→ Exercise directions: Please write out exactly the lines of the data below from the line holding "Query: climbing harness" through the line holding "of the quickdraw", and leave out the rest.

Natural language region descriptions:
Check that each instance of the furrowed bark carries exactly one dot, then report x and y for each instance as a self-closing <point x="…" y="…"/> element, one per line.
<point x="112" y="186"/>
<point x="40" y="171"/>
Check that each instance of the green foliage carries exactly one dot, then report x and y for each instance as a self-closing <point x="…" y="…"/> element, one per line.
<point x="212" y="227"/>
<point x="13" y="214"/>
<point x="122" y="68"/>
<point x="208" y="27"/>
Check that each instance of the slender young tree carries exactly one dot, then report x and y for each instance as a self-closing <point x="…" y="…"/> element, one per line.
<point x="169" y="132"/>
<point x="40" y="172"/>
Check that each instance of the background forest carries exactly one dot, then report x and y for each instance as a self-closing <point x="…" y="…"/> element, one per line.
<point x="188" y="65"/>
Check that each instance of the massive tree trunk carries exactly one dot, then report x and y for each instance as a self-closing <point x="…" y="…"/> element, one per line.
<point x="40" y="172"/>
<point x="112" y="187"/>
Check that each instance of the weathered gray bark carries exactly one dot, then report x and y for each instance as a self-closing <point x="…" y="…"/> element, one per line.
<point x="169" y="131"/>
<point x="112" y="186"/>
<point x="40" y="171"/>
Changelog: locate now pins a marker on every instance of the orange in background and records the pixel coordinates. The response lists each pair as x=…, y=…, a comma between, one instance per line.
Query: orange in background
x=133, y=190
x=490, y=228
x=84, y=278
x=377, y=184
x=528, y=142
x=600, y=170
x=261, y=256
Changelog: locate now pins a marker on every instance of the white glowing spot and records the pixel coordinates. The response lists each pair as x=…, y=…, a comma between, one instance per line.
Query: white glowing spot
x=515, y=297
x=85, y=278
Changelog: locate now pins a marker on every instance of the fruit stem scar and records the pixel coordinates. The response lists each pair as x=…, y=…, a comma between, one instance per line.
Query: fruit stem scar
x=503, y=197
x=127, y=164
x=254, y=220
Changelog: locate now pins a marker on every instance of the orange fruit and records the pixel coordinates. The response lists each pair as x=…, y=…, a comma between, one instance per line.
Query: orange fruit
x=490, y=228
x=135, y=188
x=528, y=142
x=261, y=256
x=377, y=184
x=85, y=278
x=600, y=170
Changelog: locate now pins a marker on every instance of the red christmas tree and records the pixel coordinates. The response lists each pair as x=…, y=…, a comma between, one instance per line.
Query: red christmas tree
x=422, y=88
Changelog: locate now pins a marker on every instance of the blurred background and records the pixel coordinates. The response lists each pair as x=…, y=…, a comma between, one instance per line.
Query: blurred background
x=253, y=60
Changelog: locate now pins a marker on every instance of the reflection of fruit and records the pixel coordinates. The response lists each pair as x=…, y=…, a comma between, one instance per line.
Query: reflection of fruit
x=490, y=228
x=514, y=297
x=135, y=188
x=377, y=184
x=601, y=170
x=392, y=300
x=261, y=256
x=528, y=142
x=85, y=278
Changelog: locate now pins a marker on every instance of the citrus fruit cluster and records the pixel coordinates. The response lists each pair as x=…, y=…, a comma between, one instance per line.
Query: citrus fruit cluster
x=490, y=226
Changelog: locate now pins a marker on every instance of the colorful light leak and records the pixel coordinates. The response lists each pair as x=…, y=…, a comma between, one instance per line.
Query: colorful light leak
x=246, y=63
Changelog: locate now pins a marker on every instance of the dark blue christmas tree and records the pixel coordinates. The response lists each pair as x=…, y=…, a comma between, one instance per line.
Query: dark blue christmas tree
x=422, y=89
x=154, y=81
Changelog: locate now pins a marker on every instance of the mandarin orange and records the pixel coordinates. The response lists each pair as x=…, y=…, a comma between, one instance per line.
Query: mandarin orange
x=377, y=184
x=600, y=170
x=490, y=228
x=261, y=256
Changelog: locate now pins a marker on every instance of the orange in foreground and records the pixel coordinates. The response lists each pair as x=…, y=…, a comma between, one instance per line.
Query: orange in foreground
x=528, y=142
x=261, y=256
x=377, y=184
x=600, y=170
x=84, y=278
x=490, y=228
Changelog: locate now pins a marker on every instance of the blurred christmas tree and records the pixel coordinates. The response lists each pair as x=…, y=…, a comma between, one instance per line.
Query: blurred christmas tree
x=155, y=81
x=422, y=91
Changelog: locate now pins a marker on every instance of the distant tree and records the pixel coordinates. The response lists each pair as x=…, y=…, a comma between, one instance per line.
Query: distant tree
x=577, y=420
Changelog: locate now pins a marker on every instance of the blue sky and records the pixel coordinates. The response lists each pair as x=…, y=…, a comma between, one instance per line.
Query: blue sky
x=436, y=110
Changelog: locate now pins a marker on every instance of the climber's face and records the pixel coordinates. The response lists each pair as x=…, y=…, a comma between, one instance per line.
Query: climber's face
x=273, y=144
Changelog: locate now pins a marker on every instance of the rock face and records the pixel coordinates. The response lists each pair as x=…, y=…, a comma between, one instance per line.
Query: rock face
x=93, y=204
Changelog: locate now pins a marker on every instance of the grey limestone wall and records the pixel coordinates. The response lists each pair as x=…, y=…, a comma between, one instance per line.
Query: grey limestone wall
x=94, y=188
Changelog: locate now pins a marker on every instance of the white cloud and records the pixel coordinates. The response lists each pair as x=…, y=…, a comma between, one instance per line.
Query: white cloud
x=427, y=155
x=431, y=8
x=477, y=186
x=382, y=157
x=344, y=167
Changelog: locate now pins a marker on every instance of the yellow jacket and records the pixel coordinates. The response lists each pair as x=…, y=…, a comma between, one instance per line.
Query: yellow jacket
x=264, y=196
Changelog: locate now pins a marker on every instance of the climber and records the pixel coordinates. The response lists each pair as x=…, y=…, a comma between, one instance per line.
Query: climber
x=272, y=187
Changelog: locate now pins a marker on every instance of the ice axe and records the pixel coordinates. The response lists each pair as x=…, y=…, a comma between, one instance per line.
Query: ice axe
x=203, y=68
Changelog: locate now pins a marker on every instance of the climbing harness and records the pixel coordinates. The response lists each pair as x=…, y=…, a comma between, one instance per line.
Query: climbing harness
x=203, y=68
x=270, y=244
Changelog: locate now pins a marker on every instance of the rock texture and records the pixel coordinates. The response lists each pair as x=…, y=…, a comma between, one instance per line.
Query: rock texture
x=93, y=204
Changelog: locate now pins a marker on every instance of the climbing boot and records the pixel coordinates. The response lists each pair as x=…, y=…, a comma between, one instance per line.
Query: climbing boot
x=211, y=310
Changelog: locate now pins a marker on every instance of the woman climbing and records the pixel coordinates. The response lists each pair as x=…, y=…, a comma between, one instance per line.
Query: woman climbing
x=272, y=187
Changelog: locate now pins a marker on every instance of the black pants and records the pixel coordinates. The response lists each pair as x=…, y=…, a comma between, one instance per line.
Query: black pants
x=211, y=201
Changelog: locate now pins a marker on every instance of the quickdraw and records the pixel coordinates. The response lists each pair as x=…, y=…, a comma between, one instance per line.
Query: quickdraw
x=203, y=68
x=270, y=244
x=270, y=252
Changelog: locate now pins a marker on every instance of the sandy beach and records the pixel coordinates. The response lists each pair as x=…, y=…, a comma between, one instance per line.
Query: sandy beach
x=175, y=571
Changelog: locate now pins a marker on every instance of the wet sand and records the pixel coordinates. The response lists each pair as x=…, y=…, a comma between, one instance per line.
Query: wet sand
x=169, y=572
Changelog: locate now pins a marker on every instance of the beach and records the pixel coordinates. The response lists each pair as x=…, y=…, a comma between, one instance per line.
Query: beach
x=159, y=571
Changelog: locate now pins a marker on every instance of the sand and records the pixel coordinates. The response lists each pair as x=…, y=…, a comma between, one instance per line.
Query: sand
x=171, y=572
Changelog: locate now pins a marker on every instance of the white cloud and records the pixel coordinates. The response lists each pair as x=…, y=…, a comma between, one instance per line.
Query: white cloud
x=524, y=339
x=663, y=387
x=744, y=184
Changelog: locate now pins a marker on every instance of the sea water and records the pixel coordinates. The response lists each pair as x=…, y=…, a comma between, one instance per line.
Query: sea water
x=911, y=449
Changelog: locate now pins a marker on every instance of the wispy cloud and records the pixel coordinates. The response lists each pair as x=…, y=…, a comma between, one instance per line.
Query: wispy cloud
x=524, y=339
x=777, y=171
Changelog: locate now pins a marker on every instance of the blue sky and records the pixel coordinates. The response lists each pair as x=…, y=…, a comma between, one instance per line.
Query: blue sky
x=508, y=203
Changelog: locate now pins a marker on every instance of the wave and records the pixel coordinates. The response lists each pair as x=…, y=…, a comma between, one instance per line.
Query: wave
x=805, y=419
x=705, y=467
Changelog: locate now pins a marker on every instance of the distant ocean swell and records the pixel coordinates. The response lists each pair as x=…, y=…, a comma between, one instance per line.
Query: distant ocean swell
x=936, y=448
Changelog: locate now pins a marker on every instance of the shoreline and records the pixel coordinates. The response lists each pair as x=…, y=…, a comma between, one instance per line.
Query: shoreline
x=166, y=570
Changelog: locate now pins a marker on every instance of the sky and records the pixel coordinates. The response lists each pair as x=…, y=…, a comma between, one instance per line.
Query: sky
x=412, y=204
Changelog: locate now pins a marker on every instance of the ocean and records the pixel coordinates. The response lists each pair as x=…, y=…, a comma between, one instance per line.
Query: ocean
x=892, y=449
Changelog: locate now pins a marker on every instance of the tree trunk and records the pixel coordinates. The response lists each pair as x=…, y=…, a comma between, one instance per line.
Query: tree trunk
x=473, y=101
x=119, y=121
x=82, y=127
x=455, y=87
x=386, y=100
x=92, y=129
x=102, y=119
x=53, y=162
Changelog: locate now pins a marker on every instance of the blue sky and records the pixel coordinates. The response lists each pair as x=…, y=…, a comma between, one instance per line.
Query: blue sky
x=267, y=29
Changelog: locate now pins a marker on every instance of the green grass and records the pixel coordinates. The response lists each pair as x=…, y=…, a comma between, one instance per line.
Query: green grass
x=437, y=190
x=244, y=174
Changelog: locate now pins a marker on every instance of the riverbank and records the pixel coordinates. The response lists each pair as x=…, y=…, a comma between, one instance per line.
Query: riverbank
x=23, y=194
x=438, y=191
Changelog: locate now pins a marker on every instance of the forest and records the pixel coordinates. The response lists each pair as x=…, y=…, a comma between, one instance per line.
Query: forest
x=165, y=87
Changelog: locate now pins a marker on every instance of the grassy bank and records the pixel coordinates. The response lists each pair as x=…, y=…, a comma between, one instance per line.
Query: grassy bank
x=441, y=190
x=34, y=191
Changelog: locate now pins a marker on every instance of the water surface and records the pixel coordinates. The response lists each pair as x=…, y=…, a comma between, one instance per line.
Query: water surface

→ Solution to this exercise:
Query: climbing harness
x=203, y=68
x=270, y=244
Changelog: locate now pins a marker on every instance of the rock texture and records the pixel coordinates. The response lists each pair as x=…, y=…, a comma between, one instance per line.
Query: rock texture
x=93, y=204
Changelog: locate now pins a marker on every instance of the climbing boot and records the pixel coordinates. The response lists each pair as x=…, y=…, a comma between, one instance per line.
Query: climbing boot
x=211, y=310
Changelog: locate now pins a marker on every instance of the woman climbing and records the pixel coordinates. The response lists each pair as x=…, y=…, a comma between, one instance per line.
Query: woman climbing
x=272, y=187
Changelog: locate now pins a marker on every instance of the black pants and records the pixel coordinates. The response lists each pair as x=…, y=…, a comma between, one instance per line.
Query: black pants
x=211, y=201
Changelog: locate now pins a marker on every instance of the quickdraw and records the pixel coordinates. The response lists each pair as x=…, y=…, a comma between, one instance per line.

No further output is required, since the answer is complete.